**WHAT YOU ARE ASKED TO DO**. From the line containing "Please tag every instance of the player's thigh" down to the last line of the records below, restate each line word for word and leave out the rest.

(Natural-language object grounding data)
= Beginning of Section =

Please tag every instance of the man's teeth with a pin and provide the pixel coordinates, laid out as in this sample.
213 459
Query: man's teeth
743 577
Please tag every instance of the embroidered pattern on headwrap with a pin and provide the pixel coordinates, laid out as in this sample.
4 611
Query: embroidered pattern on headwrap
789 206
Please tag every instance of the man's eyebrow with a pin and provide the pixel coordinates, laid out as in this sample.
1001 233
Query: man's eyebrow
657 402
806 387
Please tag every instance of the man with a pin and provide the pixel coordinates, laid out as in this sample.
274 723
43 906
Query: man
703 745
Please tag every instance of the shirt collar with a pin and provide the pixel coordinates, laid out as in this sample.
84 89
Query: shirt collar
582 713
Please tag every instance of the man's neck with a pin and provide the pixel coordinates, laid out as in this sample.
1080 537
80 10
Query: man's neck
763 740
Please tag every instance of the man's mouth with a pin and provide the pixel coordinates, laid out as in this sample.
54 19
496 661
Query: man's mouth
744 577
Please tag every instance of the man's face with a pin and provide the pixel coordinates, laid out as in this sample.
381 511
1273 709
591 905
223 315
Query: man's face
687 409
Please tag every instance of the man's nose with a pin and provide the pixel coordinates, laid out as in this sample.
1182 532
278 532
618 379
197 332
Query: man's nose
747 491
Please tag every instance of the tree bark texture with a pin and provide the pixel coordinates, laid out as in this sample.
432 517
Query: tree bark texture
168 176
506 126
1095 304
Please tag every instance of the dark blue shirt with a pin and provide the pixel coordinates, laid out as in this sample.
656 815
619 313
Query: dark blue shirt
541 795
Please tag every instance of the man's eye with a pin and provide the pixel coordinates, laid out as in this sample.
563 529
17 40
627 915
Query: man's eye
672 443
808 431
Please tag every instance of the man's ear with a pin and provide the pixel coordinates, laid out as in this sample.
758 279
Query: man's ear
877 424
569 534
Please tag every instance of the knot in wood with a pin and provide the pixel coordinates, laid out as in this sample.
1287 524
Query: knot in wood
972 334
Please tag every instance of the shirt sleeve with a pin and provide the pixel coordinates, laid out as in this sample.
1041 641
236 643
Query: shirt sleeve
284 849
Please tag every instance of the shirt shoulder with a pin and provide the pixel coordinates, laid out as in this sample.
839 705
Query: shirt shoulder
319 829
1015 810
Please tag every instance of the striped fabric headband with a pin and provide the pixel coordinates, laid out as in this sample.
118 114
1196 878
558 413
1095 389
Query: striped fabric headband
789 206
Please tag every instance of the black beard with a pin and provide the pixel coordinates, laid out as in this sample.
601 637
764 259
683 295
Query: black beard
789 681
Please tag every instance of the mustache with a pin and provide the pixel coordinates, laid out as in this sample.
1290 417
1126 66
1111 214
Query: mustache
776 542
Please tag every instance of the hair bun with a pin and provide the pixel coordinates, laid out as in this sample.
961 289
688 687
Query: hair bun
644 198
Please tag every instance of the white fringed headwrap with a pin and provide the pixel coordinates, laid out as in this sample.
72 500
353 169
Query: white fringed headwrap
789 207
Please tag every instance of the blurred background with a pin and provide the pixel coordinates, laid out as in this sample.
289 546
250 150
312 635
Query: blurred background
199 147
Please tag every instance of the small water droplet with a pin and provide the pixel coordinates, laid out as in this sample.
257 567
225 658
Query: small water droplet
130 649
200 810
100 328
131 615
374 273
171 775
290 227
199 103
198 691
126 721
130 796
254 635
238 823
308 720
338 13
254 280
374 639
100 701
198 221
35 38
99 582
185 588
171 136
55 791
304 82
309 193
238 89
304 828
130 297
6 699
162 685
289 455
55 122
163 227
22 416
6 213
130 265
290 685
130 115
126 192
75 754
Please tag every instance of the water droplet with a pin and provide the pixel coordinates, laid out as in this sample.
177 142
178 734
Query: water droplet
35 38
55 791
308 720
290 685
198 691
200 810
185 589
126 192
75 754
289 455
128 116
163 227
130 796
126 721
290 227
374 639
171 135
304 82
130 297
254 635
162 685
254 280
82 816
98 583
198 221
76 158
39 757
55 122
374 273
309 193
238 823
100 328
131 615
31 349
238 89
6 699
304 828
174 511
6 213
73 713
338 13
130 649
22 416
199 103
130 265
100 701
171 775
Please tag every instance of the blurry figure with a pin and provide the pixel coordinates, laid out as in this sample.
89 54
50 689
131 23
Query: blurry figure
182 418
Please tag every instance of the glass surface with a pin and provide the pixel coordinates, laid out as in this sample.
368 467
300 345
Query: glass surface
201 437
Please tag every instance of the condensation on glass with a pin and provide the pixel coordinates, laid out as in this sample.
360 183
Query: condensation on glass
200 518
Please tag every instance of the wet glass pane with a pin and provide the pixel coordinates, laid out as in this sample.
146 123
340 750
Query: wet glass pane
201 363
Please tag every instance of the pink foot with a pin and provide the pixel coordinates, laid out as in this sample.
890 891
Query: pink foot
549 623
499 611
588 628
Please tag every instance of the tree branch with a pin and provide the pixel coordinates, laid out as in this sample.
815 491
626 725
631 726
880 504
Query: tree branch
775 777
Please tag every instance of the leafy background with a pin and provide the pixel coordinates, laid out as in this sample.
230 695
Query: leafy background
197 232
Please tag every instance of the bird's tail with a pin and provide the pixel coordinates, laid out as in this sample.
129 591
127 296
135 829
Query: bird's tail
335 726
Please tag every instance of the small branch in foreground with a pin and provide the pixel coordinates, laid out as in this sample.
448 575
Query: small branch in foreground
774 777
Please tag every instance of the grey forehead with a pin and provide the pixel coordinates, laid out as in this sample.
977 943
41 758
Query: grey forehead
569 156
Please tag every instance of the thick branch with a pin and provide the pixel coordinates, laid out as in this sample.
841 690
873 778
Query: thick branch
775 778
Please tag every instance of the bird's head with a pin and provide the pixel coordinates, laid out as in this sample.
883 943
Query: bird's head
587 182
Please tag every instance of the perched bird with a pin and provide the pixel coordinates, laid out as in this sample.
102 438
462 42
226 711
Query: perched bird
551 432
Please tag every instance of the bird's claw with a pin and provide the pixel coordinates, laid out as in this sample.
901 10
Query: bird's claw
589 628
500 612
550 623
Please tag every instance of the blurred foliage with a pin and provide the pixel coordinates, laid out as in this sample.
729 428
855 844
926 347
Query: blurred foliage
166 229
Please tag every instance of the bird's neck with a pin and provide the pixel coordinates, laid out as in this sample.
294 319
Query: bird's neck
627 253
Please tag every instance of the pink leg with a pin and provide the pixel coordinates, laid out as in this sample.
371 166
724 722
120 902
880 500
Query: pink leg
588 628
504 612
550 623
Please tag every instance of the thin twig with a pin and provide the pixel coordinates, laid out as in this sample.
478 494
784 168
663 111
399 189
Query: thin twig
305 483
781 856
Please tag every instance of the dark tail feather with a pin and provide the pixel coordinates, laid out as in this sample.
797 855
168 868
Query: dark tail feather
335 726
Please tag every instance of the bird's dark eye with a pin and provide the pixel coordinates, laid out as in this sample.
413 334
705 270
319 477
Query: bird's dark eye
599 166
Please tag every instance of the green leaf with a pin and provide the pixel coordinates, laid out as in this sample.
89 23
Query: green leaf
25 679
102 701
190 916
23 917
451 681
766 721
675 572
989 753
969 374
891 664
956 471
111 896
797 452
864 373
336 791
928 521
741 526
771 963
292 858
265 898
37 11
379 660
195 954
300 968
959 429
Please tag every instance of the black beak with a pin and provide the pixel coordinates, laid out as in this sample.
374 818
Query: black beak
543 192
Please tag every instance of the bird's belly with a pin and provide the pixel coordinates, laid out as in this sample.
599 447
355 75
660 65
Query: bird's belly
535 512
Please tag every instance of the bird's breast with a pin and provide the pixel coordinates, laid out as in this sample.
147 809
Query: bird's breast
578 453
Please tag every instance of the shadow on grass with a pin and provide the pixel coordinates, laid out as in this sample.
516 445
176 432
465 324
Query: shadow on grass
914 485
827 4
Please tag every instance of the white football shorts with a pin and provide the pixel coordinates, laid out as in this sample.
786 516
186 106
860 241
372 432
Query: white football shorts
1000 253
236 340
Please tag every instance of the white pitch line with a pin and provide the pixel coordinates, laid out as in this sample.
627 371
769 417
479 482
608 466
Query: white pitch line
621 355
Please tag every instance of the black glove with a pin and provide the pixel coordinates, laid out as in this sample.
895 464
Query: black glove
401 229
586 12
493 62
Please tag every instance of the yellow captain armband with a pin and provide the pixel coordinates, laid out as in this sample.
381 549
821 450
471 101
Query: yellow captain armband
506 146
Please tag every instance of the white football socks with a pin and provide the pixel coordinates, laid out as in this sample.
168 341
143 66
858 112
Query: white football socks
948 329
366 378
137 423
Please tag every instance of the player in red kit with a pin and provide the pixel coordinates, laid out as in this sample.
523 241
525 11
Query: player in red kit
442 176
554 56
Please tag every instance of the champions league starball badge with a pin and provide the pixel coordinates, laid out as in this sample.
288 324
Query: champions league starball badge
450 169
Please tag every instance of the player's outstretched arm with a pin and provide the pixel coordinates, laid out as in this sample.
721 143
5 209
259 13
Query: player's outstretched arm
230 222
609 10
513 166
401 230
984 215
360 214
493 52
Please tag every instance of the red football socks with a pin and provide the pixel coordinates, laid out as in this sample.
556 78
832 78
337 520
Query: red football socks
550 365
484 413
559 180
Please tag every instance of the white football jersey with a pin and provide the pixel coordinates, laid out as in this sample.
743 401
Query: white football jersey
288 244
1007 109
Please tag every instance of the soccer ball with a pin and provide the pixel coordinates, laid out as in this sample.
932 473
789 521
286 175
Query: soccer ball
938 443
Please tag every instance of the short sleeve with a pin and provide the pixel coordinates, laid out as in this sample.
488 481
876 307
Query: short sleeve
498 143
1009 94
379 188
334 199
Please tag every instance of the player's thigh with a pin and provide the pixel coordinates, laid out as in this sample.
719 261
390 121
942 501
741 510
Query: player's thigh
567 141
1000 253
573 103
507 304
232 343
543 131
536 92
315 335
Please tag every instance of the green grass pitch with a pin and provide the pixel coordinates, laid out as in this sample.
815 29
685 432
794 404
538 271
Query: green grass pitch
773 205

= End of Section =

**REPLY**.
Please tag every instance of the player's thigh with a pin and provide the pixel coordinates, laid out as in this sample.
719 261
390 121
942 501
741 510
Query: player's thigh
567 141
1000 253
573 103
507 304
232 343
543 131
536 92
315 335
Please tag every instance of the green grass pitch with a pin and provide the pixel coordinates, laid out as in this sample.
815 29
685 432
794 404
538 271
Query: green grass pitch
773 205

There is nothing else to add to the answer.